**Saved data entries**
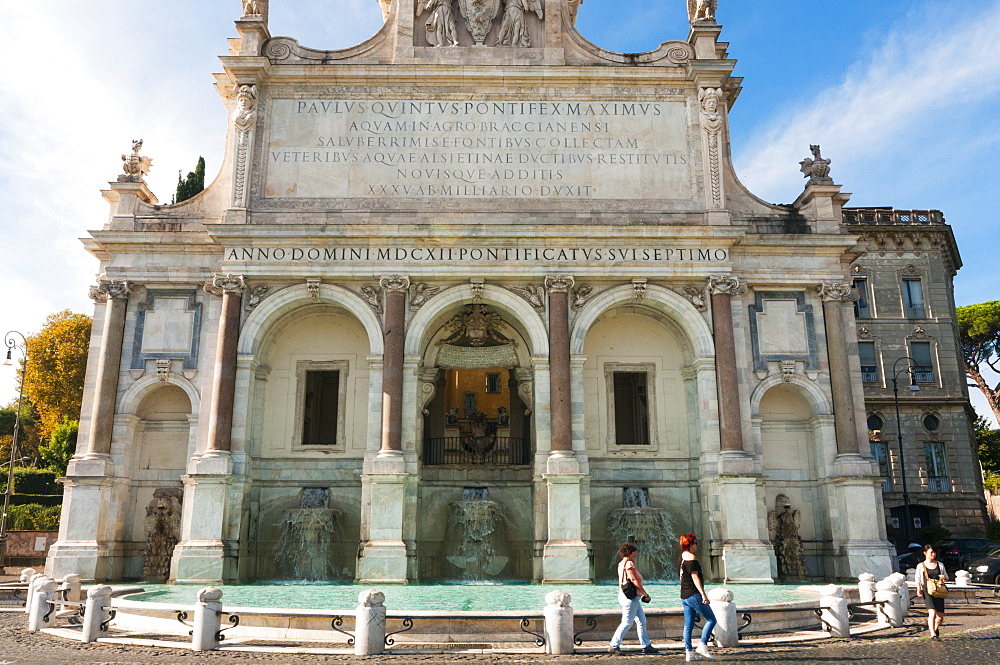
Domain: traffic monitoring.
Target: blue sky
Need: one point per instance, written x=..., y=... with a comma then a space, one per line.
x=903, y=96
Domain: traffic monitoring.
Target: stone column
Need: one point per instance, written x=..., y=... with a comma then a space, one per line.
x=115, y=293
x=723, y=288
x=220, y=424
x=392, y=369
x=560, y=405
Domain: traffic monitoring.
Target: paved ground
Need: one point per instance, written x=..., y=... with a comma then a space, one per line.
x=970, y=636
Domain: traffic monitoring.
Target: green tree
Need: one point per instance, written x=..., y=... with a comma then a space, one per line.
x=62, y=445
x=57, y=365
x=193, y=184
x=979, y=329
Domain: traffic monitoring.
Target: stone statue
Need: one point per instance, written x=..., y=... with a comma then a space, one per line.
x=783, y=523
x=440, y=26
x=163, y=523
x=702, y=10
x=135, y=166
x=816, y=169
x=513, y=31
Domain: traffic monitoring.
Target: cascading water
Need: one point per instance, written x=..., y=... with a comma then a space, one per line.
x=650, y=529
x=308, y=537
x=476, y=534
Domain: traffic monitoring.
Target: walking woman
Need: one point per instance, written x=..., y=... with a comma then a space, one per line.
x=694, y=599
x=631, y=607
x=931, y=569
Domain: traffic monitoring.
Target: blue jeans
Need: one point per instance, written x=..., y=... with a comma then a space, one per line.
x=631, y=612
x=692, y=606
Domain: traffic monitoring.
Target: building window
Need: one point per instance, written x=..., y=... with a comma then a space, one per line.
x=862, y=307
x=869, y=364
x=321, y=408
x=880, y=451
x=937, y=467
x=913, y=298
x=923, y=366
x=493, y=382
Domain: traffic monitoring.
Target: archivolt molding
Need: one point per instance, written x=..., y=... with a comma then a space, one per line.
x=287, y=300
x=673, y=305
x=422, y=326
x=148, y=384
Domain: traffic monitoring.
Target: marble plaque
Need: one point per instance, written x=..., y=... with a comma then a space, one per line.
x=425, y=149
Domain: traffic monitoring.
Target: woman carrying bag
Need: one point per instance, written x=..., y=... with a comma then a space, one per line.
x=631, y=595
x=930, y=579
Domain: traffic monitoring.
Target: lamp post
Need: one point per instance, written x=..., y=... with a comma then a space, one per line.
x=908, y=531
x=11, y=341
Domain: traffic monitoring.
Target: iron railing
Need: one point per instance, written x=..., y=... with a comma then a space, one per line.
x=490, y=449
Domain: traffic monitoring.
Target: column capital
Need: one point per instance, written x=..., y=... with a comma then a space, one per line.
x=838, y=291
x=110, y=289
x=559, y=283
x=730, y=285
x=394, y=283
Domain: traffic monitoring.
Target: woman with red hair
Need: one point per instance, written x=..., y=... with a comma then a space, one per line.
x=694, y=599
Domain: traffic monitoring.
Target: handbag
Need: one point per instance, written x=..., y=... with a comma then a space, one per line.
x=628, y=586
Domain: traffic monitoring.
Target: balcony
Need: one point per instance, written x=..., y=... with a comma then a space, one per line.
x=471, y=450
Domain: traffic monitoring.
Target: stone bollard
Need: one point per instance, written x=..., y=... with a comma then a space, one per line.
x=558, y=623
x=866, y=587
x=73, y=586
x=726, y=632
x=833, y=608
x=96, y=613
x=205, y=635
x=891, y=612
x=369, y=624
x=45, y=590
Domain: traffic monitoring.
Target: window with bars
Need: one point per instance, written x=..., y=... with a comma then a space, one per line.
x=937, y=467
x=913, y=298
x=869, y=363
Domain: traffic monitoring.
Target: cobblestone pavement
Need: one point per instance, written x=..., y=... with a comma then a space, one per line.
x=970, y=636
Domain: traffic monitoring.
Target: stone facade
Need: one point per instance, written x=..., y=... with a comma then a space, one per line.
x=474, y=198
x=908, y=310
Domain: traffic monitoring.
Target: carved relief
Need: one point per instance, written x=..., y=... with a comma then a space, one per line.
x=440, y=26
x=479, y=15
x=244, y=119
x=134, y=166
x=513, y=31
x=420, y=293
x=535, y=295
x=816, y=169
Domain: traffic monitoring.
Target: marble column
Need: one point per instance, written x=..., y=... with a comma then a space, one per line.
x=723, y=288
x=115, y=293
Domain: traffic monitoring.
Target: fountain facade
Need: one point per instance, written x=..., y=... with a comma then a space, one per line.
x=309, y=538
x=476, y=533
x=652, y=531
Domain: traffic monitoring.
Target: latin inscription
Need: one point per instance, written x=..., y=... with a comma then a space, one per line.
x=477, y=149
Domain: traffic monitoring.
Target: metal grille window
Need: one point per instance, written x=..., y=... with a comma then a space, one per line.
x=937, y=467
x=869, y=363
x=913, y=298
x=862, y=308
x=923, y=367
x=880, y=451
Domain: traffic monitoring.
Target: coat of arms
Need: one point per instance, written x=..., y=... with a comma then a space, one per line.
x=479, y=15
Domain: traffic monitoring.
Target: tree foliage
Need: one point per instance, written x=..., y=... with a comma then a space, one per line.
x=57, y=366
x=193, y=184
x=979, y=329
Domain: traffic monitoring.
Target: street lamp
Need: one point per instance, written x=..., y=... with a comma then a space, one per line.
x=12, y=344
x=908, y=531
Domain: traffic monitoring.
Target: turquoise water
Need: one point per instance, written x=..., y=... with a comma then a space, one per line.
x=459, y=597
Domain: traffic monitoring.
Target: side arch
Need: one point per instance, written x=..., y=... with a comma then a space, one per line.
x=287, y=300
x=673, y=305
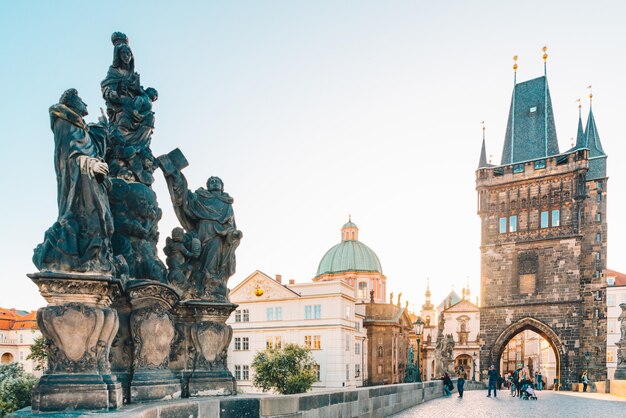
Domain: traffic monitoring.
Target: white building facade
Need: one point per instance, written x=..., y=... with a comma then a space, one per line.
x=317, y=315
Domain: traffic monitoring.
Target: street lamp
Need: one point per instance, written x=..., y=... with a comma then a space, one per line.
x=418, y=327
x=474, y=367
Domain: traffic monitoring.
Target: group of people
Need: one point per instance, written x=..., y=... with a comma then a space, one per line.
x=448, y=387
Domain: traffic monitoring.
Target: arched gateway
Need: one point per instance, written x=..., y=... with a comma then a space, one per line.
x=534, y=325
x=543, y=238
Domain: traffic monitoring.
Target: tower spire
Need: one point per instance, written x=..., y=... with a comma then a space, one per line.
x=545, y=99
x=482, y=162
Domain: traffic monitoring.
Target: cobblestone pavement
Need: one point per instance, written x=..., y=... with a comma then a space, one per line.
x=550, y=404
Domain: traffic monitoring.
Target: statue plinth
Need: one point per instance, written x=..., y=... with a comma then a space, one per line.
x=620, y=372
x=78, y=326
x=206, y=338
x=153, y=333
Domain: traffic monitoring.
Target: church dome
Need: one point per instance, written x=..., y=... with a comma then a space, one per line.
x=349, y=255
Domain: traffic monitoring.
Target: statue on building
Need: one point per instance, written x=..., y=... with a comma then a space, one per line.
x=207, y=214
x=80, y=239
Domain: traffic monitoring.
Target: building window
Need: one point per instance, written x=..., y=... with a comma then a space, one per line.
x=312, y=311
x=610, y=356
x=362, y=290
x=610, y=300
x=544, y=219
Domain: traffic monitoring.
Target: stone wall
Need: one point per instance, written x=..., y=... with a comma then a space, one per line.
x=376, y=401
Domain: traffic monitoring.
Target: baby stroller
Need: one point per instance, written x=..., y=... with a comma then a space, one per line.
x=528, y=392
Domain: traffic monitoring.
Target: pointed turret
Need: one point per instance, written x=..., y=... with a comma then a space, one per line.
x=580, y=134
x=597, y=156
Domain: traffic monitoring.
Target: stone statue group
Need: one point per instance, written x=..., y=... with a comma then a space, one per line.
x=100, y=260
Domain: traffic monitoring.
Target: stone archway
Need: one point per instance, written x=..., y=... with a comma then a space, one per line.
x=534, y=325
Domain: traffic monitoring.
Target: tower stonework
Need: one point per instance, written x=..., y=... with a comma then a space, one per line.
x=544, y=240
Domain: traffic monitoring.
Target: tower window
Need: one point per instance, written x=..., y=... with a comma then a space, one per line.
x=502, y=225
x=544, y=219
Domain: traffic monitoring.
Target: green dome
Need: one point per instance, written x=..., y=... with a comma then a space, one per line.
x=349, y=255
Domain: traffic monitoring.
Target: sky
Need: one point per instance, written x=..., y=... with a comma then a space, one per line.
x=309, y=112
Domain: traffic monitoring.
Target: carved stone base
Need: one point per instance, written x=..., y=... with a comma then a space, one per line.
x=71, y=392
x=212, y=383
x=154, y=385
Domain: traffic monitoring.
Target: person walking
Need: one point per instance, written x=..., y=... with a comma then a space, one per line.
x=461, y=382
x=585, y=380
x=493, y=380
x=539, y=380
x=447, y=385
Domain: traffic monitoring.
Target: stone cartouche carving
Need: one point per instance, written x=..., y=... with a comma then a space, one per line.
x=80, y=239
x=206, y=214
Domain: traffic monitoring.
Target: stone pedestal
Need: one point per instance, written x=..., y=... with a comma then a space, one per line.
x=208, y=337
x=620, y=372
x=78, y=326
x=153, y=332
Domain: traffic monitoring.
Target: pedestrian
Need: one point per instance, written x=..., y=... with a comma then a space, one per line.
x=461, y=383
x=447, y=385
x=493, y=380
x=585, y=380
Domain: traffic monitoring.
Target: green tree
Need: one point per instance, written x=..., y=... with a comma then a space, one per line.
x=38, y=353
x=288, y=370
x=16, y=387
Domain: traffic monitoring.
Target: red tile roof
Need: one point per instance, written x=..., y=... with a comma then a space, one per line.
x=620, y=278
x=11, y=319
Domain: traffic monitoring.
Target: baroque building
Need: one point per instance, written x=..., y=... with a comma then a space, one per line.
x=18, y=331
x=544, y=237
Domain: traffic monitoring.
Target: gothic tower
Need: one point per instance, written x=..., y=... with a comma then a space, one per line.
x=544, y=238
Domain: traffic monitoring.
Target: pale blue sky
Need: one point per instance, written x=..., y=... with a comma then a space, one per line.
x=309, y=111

**Prompt**
Gather every line in the saved data entries above that contains the word "water", and copy each of those lines in full.

**The answer**
Target: cascading water
Target: turquoise water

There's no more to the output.